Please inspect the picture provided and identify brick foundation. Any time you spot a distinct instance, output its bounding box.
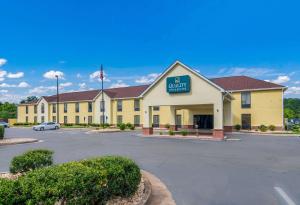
[213,129,224,139]
[143,127,153,135]
[224,126,233,132]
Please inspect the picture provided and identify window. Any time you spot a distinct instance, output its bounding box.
[41,103,45,113]
[134,100,140,111]
[153,115,159,127]
[64,103,68,113]
[88,116,93,124]
[88,102,93,112]
[117,100,122,112]
[64,116,68,124]
[75,115,80,124]
[52,104,56,113]
[117,115,123,124]
[153,106,159,111]
[134,115,140,127]
[241,92,251,108]
[100,101,105,112]
[75,103,79,112]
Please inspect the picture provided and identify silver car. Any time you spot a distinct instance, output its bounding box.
[32,122,60,131]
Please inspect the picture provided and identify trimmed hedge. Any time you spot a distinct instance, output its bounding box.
[9,149,53,173]
[0,156,141,205]
[0,126,5,140]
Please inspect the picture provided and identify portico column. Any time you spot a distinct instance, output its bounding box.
[170,106,176,131]
[213,101,224,139]
[143,105,153,135]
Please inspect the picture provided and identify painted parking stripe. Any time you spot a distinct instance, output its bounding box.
[274,187,296,205]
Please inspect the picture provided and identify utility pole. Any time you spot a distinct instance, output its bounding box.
[55,75,59,123]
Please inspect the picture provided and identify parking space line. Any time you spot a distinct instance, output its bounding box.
[274,187,296,205]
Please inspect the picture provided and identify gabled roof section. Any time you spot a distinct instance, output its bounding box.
[210,76,286,91]
[142,61,225,95]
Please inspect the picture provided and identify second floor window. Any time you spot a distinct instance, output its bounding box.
[41,103,45,113]
[52,104,56,113]
[64,103,68,113]
[241,92,251,108]
[88,102,93,112]
[134,100,140,111]
[75,103,79,112]
[117,100,122,112]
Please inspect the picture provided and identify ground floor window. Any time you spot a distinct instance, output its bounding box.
[75,116,80,124]
[64,116,68,124]
[134,115,141,127]
[88,116,93,124]
[117,115,123,124]
[241,114,251,130]
[153,115,159,127]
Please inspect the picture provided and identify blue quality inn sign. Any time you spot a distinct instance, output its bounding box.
[167,75,191,93]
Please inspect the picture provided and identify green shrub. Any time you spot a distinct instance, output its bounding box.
[119,123,126,130]
[9,149,53,173]
[269,125,276,131]
[169,130,175,135]
[180,130,188,136]
[0,178,25,205]
[0,125,5,140]
[81,156,141,197]
[18,162,110,204]
[258,125,268,132]
[234,124,242,131]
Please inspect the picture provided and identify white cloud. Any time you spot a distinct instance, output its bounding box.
[7,72,24,78]
[0,58,7,67]
[266,75,290,84]
[43,70,64,79]
[90,70,110,82]
[28,86,56,94]
[18,81,30,88]
[59,82,73,88]
[110,80,129,88]
[78,83,86,90]
[285,87,300,95]
[135,73,160,84]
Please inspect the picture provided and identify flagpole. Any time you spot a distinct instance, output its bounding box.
[100,64,105,129]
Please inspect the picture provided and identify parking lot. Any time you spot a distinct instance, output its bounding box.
[0,128,300,205]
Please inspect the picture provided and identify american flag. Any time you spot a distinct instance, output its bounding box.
[100,64,104,80]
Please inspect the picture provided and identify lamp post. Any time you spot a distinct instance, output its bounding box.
[55,75,59,123]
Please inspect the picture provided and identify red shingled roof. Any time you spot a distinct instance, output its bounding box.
[210,76,284,91]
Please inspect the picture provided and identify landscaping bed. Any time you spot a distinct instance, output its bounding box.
[0,150,151,205]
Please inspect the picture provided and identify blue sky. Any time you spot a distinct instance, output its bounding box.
[0,0,300,102]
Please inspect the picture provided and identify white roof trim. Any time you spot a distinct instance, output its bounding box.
[140,60,226,96]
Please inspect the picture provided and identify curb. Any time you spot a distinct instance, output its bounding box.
[142,170,176,205]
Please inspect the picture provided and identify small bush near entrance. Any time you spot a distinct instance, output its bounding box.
[258,125,268,132]
[0,126,5,140]
[269,125,276,131]
[181,130,188,136]
[169,130,175,135]
[9,149,53,173]
[0,156,141,205]
[234,124,242,131]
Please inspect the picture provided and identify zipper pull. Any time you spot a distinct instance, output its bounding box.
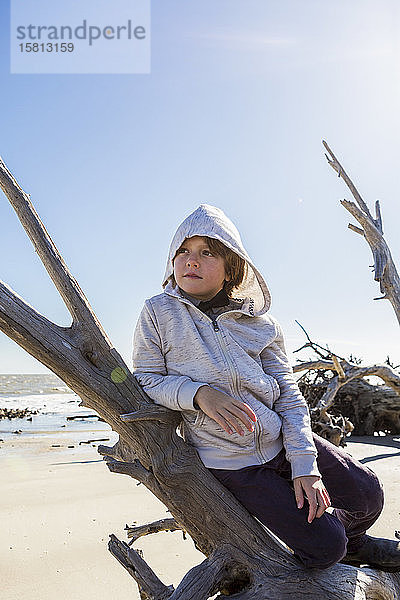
[212,320,219,331]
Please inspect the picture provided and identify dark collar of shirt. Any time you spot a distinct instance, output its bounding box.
[178,287,243,315]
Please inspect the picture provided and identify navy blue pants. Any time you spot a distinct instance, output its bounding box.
[210,434,383,569]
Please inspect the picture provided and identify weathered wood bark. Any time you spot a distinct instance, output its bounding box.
[293,321,400,446]
[323,141,400,324]
[0,156,400,600]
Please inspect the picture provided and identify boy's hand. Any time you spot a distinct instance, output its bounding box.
[293,475,331,523]
[193,385,257,435]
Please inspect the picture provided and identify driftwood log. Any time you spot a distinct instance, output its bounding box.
[0,156,400,600]
[322,141,400,324]
[293,322,400,446]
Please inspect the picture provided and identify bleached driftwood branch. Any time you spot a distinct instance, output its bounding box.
[323,141,400,324]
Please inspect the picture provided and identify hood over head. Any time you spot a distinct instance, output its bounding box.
[163,204,271,316]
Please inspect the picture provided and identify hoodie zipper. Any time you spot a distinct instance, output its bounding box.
[211,313,266,462]
[211,315,240,397]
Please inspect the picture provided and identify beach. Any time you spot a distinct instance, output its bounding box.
[0,376,400,600]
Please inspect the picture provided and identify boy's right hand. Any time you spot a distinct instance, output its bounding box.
[193,385,257,435]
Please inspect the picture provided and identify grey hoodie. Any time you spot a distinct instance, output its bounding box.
[133,204,319,478]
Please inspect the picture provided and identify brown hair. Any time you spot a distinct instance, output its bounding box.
[171,235,246,296]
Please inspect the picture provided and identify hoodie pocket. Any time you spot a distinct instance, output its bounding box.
[189,413,256,453]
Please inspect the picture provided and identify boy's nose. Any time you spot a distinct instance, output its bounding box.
[186,256,199,268]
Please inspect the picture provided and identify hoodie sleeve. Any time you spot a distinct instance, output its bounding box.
[261,321,321,479]
[132,300,206,411]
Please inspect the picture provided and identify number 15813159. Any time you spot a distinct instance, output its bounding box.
[19,42,74,52]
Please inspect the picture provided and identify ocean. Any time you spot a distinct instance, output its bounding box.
[0,373,111,440]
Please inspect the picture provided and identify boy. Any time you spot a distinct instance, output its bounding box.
[133,205,400,571]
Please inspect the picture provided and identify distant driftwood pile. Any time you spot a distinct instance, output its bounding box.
[0,148,400,600]
[293,328,400,446]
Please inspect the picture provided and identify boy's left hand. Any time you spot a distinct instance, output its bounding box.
[293,475,331,523]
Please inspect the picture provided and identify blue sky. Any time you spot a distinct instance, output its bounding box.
[0,0,400,373]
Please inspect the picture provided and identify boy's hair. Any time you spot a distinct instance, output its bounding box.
[171,235,246,296]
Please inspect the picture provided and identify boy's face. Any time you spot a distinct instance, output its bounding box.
[174,235,227,300]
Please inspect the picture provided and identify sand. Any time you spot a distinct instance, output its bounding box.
[0,426,400,600]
· · · ·
* **Your task**: Please move the entries over, beginning at the line that has "Please inspect the picture provided and identify hoodie pocket." and stopping after the line that has "[0,373,111,440]". Keep each request line unchanged, and add -98 to every bounding box coordinate.

* **Answer**:
Please inspect the picture provided and identify hoodie pocket. Any time you spot a distinct instance, output its bounding box.
[91,315,158,355]
Please inspect the picture provided and identify boy's nose. Any time you spot a distinct instance, output its bounding box.
[88,158,101,170]
Please inspect the picture provided and identify hoodie sleeve. Any time you spot a distinct instance, output its bounding box.
[163,223,223,381]
[34,202,108,313]
Please inspect the picture provided and identify number 15813159. Any time you spot a distinct instance, output its bounding box.
[-79,-56,-24,-46]
Please inspect the picture provided and identify ocean. Any time you spot a distinct instance, output its bounding box.
[-98,275,13,342]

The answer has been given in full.